# Problem description
Repeat everything in the material exactly.

# Input records
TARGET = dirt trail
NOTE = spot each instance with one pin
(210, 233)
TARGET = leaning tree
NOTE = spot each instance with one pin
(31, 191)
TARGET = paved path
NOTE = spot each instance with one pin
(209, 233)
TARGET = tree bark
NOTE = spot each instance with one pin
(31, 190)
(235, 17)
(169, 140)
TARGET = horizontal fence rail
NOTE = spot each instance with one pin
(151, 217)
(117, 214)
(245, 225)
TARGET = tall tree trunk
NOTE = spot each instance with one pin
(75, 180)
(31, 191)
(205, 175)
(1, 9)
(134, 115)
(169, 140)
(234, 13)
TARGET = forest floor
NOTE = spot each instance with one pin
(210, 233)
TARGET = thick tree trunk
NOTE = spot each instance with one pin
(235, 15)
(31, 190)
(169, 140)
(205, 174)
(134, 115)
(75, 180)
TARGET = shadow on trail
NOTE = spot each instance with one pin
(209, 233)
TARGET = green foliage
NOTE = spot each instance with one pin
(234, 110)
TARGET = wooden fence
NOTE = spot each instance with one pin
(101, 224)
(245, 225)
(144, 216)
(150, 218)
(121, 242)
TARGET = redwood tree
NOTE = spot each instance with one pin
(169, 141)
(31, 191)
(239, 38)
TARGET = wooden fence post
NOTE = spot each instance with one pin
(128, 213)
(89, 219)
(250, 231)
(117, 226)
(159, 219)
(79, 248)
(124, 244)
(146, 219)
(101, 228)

# Reply
TARGET = dirt trail
NOTE = spot each instance with one pin
(210, 233)
TARGET = leaning tree
NOTE = spot each instance with one pin
(31, 191)
TARGET = paved path
NOTE = spot each instance with one pin
(209, 233)
TARGET = tree bark
NOTE = spot each instance with one pin
(31, 190)
(235, 17)
(169, 140)
TARGET = horizontal fence rail
NOTE = spot each instance with one pin
(151, 217)
(117, 214)
(245, 225)
TARGET = tall tree trunk
NOTE = spot each instance with one pin
(75, 180)
(31, 191)
(205, 175)
(1, 9)
(134, 115)
(169, 140)
(234, 13)
TARGET = forest floor
NOTE = spot each instance with one pin
(210, 233)
TARGET = thick tree trunk
NOTE = spot each instance with one pin
(235, 15)
(31, 190)
(169, 140)
(205, 174)
(134, 115)
(75, 180)
TARGET = shadow on trail
NOTE = spot each instance with one pin
(209, 233)
TARGET = green foliage
NOTE = spot each instance with one pin
(234, 110)
TARGET = wooden fence
NOTE = spot each instance with one pin
(101, 224)
(245, 225)
(144, 216)
(150, 218)
(121, 242)
TARGET = redwood tree
NOTE = spot each instance with one pin
(169, 141)
(31, 191)
(239, 38)
TARGET = wooden fence post
NOTE = spot each instance with one pin
(128, 213)
(89, 219)
(250, 231)
(117, 226)
(159, 219)
(79, 248)
(124, 244)
(146, 219)
(101, 228)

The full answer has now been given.